THE TASK: Please count the lines in the items below that contain the word "point". Reply with the number alone.

DATASET CONTENT:
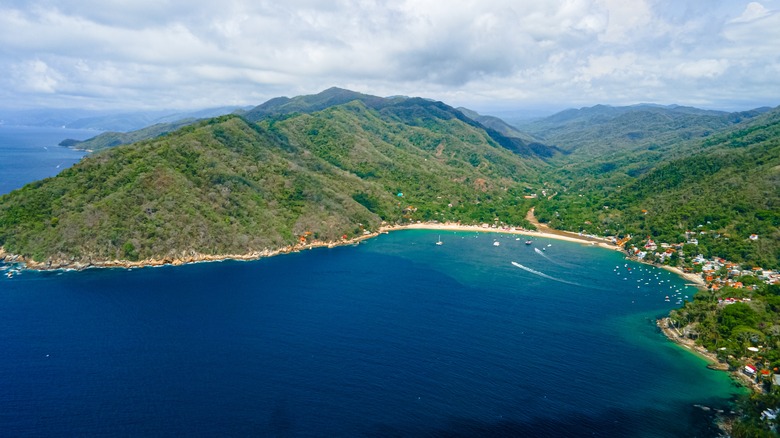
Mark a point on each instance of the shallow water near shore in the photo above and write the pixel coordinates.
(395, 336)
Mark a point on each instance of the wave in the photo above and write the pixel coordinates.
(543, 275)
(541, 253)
...
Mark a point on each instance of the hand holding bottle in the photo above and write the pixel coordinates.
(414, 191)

EXPECTED ANSWER: 3